▸ CONSIGNE
Reproduisez à l'identique chacune des lignes du matériel ci-dessous.

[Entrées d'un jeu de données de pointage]

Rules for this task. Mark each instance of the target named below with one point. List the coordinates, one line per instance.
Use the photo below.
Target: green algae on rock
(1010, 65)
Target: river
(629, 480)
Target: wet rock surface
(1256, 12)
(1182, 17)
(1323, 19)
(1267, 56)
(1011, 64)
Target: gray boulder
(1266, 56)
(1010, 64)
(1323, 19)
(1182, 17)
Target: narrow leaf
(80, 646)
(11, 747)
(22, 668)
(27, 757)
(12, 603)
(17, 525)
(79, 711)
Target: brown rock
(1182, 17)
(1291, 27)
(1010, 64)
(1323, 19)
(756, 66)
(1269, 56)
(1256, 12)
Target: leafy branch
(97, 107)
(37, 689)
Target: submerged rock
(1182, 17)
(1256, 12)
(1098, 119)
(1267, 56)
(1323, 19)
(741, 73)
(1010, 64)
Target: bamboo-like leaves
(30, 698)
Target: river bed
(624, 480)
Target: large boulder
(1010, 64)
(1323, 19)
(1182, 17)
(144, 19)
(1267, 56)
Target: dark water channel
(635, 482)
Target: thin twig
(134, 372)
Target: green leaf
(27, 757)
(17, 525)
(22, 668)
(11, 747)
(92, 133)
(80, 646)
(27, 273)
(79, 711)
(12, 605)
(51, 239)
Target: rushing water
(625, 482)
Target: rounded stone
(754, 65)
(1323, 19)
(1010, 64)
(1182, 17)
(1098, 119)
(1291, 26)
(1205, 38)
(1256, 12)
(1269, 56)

▸ EXERCICE CORRIGÉ
Rules for this task. Mark each instance of the target named below with one point. List the coordinates, one line per instance.
Use the photo below.
Target: green algae on rock
(1010, 65)
Target: river
(629, 480)
Target: wet rock surface
(1256, 12)
(1182, 17)
(1323, 19)
(1267, 56)
(1011, 64)
Target: gray boulder
(1266, 56)
(1010, 64)
(1323, 19)
(1182, 17)
Target: narrow leaf
(80, 646)
(11, 747)
(22, 668)
(27, 757)
(12, 603)
(17, 525)
(79, 711)
Target: brown rock
(1182, 17)
(1291, 27)
(1010, 64)
(1323, 19)
(756, 66)
(1269, 56)
(1256, 12)
Target: leafy branch
(97, 107)
(37, 689)
Target: submerged rock
(1182, 17)
(1256, 12)
(1098, 119)
(1267, 56)
(1323, 19)
(741, 73)
(1010, 64)
Target: bamboo-like leaves
(30, 698)
Target: river bed
(624, 480)
Target: large boulder
(1010, 64)
(1323, 19)
(1182, 17)
(144, 19)
(1267, 56)
Target: dark water channel
(635, 482)
Target: thin twig
(134, 372)
Target: green leaf
(27, 757)
(17, 525)
(22, 668)
(11, 747)
(92, 133)
(80, 646)
(27, 273)
(79, 711)
(12, 605)
(51, 239)
Target: rushing water
(625, 482)
Target: rounded stone
(754, 65)
(1323, 19)
(1010, 64)
(1182, 17)
(1098, 119)
(1291, 26)
(1205, 38)
(1256, 12)
(1269, 56)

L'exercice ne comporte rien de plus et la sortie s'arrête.